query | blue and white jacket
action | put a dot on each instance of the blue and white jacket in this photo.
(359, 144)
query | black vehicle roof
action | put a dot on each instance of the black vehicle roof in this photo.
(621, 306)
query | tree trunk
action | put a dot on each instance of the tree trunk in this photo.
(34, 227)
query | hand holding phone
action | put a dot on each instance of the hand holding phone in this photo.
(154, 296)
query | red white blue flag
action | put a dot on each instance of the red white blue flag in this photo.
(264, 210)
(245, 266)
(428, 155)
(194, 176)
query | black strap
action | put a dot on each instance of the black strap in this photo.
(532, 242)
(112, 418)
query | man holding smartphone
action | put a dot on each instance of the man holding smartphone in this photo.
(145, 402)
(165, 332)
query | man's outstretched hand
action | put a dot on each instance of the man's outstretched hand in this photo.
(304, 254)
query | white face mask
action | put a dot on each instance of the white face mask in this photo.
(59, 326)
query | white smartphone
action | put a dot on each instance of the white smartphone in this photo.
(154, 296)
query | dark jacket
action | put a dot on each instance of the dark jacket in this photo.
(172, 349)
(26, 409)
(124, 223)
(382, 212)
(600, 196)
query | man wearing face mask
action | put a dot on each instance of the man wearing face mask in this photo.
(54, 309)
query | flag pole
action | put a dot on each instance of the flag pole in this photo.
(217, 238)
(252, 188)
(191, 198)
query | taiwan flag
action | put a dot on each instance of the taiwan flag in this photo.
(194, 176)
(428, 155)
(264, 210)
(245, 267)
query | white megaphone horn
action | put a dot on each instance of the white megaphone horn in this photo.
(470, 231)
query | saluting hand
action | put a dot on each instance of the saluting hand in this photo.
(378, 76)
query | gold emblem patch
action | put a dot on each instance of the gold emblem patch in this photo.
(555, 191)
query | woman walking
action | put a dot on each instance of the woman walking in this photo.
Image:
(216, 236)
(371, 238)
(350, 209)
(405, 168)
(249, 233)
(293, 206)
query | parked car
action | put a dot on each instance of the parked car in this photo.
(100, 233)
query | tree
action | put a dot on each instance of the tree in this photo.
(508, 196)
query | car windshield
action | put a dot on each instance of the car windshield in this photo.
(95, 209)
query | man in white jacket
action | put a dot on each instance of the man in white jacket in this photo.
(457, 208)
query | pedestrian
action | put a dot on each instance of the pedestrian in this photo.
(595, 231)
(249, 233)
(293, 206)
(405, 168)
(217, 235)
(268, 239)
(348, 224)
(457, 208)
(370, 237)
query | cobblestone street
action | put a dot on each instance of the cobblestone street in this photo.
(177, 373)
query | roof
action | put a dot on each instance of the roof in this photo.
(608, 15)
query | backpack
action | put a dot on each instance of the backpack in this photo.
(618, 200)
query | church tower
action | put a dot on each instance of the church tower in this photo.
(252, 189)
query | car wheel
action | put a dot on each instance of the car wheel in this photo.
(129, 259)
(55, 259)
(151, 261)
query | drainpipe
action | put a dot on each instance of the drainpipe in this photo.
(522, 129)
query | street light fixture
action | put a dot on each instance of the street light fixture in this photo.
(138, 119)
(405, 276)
......
Instruction
Reproduce the material in full, with no word added or dropped.

Response
query | blue and white jacket
action | put a dot on each instance of the blue and white jacket in this photo.
(359, 144)
query | black vehicle roof
action | put a dot on each instance of the black vehicle roof in this photo.
(621, 306)
query | tree trunk
action | put a dot on each instance of the tree trunk in this photo.
(34, 227)
query | hand holding phone
action | put a dot on each instance of the hand holding phone in this photo.
(154, 296)
query | red white blue flag
action | put a dot on each instance of the red white blue flag in this photo.
(264, 210)
(245, 266)
(428, 155)
(194, 176)
query | black strap
action | put a dot on each instance of the black strap in this photo.
(532, 242)
(112, 418)
query | man holding smartphone
action | put a dot on each instance of the man holding smartphone in this photo.
(145, 402)
(165, 332)
query | man's outstretched hand
action | put a dot on each instance of the man's outstretched hand in this photo.
(304, 254)
query | white face mask
action | put a dot on each instance of the white face mask in this photo.
(59, 326)
query | white smartphone
action | put a dot on each instance of the white smartphone in this photo.
(154, 296)
query | dark jacket
action | put a dot on each instance of the dark jacket in this photo.
(172, 349)
(26, 409)
(124, 223)
(382, 212)
(600, 196)
query | man wearing face mask
action | put a dot on each instance of the man wearing face mask in this photo.
(54, 309)
query | flag pole
action | put a dot on each instance of the flag pole in this photo.
(217, 238)
(252, 188)
(191, 198)
query | taiwan flag
action | put a dot on each instance of the taiwan flag in this photo.
(194, 176)
(428, 155)
(264, 210)
(245, 267)
query | white megaphone horn
action | put a dot on each instance of the white megaphone horn in this photo.
(470, 231)
query | saluting hand
action | put a dot on each instance of the saluting hand in this photo.
(378, 76)
query | gold emblem patch
action | put a dot on each instance of the gold emblem patch in this photo.
(555, 191)
query | woman walking
action | put a dot on each instance of the woman walking in this photo.
Image:
(216, 236)
(371, 238)
(350, 209)
(405, 168)
(249, 233)
(293, 206)
query | parked car
action | put a dot on each instance of the parked car in this photo.
(100, 233)
query | tree
action | put a dot on each instance of the tree in this photo.
(508, 196)
query | car windshield
action | put a dot on each instance of the car windshield in this photo.
(95, 209)
query | man in white jacket
action | put a dot on each instance of the man in white jacket in this photo.
(457, 208)
query | pedestrian
action | put a dot on each instance of the pedestrian in this photo.
(595, 231)
(249, 233)
(293, 206)
(405, 168)
(217, 235)
(268, 239)
(348, 224)
(457, 208)
(370, 237)
query | cobblestone street
action | put a dot on each instance of the cobblestone street in this photo.
(177, 373)
query | roof
action | put a dot on each instance of the roof in this photo.
(608, 15)
query | backpack
action | put a dot on each instance of the backpack in this photo.
(618, 200)
query | church tower
action | put a dot on each instance of the church tower in this photo.
(252, 189)
query | car wheel
action | put a dot on each instance of the car wheel in this photo.
(129, 259)
(55, 259)
(151, 261)
query | drainpipe
action | put a dot on each instance of the drainpipe in this photo.
(522, 129)
query | street light fixture
action | put a dot on each instance of the street light fixture in this photo.
(138, 119)
(405, 276)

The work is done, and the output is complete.